Your assignment: Beginning at the line that contains "Target: brick exterior wall", write out every line down to the end of the records, with both ends kept and nothing added.
━━━ Information supplied ━━━
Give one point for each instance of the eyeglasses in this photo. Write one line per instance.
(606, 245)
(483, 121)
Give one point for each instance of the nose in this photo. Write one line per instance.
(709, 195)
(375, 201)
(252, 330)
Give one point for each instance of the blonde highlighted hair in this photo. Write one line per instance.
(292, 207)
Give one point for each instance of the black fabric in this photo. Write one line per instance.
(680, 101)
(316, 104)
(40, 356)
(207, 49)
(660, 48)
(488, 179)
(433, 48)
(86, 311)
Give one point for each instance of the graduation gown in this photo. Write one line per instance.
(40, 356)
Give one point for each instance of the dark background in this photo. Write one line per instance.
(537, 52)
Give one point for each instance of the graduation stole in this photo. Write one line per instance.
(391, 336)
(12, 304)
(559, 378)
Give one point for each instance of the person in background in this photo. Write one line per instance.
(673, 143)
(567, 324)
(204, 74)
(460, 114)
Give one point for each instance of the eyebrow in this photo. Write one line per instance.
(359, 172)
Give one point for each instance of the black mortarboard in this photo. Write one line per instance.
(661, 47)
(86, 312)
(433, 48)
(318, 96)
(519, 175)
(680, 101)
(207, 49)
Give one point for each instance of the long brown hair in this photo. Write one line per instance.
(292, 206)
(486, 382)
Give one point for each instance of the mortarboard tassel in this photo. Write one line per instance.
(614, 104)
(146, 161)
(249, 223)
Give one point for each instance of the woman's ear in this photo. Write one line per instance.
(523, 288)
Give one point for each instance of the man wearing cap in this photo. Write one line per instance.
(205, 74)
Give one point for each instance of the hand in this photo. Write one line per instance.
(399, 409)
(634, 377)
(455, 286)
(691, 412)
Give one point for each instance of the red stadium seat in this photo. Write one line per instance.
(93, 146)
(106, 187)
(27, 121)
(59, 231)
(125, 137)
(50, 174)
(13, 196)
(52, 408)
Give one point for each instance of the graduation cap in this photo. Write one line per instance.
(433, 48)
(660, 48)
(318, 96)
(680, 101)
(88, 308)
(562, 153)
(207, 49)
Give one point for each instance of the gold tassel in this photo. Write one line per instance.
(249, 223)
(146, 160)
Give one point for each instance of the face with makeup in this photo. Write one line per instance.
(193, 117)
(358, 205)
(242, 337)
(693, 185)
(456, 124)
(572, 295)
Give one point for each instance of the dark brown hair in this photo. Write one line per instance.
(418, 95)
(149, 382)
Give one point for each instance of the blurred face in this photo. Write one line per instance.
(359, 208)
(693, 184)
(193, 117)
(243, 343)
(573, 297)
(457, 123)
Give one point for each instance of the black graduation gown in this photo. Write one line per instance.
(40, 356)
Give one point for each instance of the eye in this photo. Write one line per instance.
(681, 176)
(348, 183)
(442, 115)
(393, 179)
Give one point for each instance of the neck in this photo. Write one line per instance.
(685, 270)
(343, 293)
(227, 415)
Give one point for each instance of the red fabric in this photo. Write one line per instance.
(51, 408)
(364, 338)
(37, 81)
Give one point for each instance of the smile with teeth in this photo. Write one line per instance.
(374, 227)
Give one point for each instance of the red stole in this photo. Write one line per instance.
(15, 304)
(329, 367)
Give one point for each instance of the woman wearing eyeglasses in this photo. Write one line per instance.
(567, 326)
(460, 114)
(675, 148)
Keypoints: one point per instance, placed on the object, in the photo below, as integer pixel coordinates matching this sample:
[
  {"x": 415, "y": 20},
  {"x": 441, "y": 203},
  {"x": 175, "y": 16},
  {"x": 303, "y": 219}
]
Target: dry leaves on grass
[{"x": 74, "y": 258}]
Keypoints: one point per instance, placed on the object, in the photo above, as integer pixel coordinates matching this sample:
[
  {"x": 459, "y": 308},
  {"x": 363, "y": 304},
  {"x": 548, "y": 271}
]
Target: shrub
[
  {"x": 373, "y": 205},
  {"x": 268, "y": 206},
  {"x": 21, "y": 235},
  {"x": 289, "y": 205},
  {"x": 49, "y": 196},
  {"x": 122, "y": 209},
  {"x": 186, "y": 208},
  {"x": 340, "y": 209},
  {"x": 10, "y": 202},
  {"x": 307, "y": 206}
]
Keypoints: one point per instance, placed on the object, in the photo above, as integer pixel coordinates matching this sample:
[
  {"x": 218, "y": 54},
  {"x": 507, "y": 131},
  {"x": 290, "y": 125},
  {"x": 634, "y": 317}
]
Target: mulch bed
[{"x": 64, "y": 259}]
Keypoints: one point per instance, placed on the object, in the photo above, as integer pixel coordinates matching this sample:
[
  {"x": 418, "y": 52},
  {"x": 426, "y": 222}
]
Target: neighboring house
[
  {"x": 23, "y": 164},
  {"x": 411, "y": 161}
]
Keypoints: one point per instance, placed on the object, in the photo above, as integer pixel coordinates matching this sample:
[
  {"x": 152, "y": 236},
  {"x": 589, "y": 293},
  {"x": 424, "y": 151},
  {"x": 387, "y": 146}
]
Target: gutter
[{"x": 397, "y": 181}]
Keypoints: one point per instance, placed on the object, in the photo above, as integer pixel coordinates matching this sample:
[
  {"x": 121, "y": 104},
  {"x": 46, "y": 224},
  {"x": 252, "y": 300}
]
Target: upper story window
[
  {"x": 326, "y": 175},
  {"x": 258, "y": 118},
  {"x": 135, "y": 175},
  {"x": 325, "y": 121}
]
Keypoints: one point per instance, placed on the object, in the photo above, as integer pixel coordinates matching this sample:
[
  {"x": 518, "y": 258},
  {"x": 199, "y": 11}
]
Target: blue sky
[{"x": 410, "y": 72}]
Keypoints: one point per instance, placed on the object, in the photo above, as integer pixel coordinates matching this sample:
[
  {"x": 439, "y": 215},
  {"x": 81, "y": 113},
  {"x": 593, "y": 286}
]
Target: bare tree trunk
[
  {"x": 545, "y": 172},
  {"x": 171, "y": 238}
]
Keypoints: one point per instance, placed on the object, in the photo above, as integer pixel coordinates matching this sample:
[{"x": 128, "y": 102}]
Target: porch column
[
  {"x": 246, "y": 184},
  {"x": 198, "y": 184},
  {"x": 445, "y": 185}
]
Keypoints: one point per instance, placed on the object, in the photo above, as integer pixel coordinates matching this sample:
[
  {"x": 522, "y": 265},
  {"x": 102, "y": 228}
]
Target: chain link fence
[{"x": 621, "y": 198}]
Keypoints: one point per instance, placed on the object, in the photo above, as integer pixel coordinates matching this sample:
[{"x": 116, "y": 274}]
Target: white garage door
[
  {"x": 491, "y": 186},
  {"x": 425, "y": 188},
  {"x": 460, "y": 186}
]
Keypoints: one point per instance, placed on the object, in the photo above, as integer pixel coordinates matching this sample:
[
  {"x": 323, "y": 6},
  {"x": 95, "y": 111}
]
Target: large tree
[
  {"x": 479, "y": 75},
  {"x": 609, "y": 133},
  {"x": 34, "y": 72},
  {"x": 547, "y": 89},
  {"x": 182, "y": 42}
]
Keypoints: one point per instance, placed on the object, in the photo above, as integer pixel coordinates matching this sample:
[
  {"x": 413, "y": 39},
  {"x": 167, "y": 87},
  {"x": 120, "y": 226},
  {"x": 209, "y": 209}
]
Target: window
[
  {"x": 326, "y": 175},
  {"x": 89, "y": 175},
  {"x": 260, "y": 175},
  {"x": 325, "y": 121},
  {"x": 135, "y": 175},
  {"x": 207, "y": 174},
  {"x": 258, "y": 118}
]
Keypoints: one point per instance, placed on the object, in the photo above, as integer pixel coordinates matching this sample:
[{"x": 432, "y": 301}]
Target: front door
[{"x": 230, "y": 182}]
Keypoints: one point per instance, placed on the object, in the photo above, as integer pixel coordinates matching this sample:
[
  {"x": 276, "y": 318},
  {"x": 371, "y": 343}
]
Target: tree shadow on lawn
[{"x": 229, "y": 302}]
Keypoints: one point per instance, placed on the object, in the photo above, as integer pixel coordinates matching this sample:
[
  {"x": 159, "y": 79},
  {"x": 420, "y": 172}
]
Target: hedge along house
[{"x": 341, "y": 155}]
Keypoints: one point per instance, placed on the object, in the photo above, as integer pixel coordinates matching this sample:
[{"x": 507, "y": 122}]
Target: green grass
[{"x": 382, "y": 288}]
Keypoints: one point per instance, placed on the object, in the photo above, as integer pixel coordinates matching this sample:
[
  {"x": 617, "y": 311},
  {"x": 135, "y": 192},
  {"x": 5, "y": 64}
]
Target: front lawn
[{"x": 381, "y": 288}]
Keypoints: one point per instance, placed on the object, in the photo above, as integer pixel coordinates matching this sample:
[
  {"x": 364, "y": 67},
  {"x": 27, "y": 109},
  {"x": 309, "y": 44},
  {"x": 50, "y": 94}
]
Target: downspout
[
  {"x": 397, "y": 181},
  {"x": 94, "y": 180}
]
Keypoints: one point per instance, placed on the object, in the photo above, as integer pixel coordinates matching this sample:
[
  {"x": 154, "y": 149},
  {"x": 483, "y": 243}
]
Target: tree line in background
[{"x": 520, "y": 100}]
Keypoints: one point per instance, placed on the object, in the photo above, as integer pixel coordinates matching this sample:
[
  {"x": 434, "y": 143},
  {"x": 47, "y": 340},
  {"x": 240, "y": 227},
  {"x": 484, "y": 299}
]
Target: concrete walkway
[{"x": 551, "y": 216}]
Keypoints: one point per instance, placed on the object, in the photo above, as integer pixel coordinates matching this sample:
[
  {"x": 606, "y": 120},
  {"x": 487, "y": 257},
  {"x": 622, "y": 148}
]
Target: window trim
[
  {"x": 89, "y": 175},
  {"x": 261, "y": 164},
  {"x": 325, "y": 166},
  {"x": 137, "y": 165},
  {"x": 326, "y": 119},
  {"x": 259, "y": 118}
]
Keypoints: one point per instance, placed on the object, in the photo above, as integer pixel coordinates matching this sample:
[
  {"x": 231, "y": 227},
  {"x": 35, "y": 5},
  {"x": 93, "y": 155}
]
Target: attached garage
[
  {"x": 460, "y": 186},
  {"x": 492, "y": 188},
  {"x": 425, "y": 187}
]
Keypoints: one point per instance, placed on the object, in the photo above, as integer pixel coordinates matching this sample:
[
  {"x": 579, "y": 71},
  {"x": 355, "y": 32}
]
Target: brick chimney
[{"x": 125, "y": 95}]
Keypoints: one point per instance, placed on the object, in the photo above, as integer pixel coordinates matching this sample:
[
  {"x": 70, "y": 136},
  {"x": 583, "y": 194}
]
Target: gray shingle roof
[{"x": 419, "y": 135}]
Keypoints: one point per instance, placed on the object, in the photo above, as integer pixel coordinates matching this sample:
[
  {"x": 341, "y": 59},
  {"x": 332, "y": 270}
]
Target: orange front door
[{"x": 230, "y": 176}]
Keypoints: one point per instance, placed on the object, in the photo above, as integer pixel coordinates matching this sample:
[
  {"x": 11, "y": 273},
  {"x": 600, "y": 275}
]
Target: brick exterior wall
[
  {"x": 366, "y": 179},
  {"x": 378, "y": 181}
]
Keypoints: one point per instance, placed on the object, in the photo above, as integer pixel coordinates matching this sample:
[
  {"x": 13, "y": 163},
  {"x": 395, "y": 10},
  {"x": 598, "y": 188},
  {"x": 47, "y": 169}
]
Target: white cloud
━━━
Solution:
Target: brick exterior wall
[
  {"x": 366, "y": 179},
  {"x": 378, "y": 181}
]
Keypoints: one point per instance, placed on the object, in the photo above, as integer pixel coordinates matching this sample:
[
  {"x": 13, "y": 163},
  {"x": 395, "y": 10},
  {"x": 598, "y": 188},
  {"x": 47, "y": 169}
]
Target: white cloud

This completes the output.